[Task objective]:
Reproduce the items from the line with "Ground every sky." up to and including the line with "415, 161, 429, 191", substituting "remote rock formation" for "distant rock formation" and leaving everything else unchanged.

[Source data]:
╔══

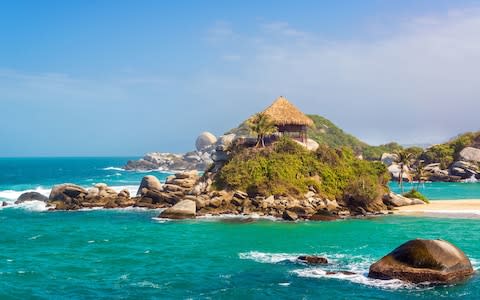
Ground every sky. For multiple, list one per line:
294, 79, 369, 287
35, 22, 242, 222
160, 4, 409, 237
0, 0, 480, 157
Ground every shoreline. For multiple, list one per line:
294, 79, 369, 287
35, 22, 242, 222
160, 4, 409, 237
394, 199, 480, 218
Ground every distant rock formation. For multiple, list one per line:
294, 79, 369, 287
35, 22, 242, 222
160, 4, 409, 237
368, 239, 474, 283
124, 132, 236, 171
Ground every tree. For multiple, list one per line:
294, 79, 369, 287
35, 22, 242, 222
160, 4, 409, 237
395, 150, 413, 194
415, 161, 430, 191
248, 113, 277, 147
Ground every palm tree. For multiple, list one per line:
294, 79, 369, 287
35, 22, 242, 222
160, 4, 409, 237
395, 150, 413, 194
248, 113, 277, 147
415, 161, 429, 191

╚══
╔══

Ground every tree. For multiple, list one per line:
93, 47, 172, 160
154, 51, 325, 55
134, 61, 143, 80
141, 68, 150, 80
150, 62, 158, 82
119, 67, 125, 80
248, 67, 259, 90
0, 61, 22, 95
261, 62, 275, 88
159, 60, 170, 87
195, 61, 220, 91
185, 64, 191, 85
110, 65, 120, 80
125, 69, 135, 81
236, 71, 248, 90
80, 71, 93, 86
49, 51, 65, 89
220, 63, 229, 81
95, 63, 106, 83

╚══
╔══

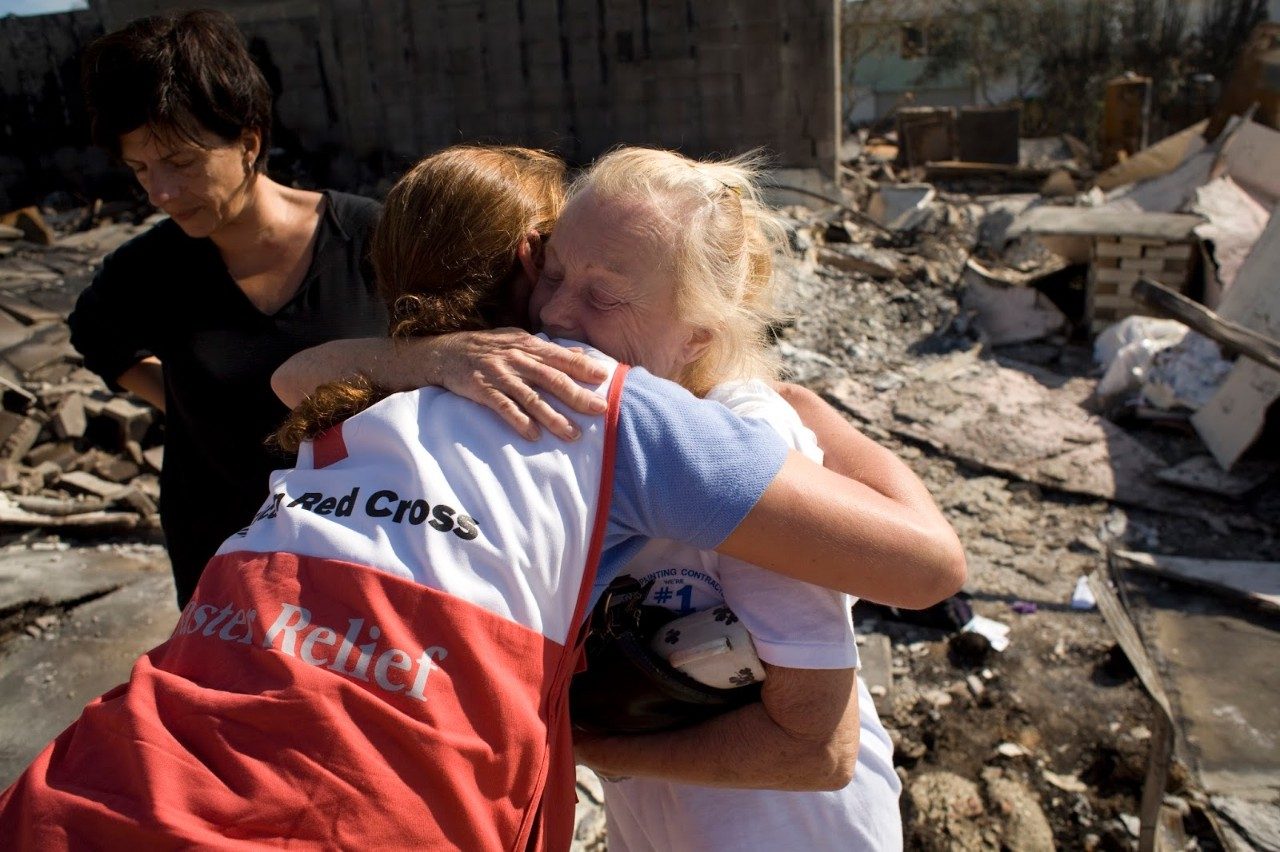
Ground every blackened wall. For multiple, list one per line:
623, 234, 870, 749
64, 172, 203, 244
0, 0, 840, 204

╚══

[Answer below]:
Ground every sky. For multiple, list one per line:
294, 79, 369, 287
35, 22, 242, 222
160, 4, 409, 237
0, 0, 480, 157
Ground every shoreline. For multiple, list one per line:
294, 79, 369, 287
35, 22, 242, 222
160, 4, 409, 237
394, 199, 480, 218
Ground every remote rock formation. For multiple, list one per line:
294, 79, 369, 287
35, 22, 242, 222
160, 4, 409, 237
368, 239, 474, 283
124, 132, 236, 171
Ground every tree. For multiple, list one per line:
294, 79, 369, 287
35, 22, 242, 222
160, 4, 409, 237
395, 150, 413, 194
415, 161, 430, 191
248, 113, 277, 147
Ground every palm tree. For multiple, list one per line:
294, 79, 369, 287
35, 22, 242, 222
160, 4, 409, 237
395, 150, 413, 194
248, 113, 277, 147
415, 161, 429, 191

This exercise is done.